■ STATED EXERCISE A
List each line of the listing that contains the word "sheep", treating uppercase and lowercase as distinct.

I highly recommend the book...it covers many other areas besides energy in a factual, detailed, referenced manner...as opposed to the emotional crap put out by the far left of the environmental movement.

Current high oil prices are not a result of scarcity per se but of demand outstripping supply caused by oil companies lack of infrastructure spending. This artificial suppy constraint is good for probably US$45/bbl which corrected for inflation is not a lot more than oil was worth in the 50s/60s etc...the rest is security 'concerns'...i.e. 'the market' speculating the price up and down for their own ends.

To suggest this situation will not correct itself in time is to deny history and how a market functions. They are building more infrastructure and they are finding more oil as the current high prices spur companies to look for it which they were not doing when it was $20/bbl. The current high prices ARE pushing the world towards recession...despite the protestations to the contrary by fecking politicians.

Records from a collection
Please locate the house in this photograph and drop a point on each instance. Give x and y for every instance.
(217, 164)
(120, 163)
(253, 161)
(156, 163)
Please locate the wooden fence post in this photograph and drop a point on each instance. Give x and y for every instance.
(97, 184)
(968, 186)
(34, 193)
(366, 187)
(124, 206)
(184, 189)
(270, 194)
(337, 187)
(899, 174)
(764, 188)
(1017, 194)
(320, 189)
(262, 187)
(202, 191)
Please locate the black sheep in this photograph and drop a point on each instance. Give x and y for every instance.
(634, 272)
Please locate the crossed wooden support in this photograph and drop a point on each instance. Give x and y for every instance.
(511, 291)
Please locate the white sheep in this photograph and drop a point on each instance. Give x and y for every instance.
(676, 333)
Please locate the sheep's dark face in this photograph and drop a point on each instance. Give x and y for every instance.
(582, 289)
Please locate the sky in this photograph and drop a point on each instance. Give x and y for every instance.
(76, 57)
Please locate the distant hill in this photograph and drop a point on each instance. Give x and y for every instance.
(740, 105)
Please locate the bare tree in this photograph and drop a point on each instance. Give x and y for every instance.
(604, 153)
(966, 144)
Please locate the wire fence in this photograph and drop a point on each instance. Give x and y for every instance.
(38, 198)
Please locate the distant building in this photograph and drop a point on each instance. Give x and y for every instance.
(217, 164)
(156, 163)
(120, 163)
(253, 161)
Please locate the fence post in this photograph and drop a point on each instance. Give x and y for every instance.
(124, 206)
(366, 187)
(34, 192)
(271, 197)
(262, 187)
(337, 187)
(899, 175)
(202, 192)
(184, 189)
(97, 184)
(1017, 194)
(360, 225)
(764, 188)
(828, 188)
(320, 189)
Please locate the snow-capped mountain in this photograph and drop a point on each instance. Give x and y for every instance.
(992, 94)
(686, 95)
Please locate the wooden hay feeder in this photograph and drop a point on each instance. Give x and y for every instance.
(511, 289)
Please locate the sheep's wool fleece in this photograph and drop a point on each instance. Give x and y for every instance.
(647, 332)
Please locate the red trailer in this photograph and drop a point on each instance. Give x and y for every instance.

■ STATED EXERCISE B
Restate word for word the part of the comment on oil prices from "Current high oil" up to and including "their own ends.".

■ TASK RESPONSE A
Please locate the black sheep in this photograph and drop a point on each instance. Give x and y for every instance.
Please locate the white sheep in this photograph and drop a point on each instance. Give x and y for every instance.
Please locate the sheep's dark face in this photograph and drop a point on each instance. Give x and y for every instance.
Please locate the sheep's wool fleece in this photograph and drop a point on each instance. Give x and y for every instance.

■ TASK RESPONSE B
Current high oil prices are not a result of scarcity per se but of demand outstripping supply caused by oil companies lack of infrastructure spending. This artificial suppy constraint is good for probably US$45/bbl which corrected for inflation is not a lot more than oil was worth in the 50s/60s etc...the rest is security 'concerns'...i.e. 'the market' speculating the price up and down for their own ends.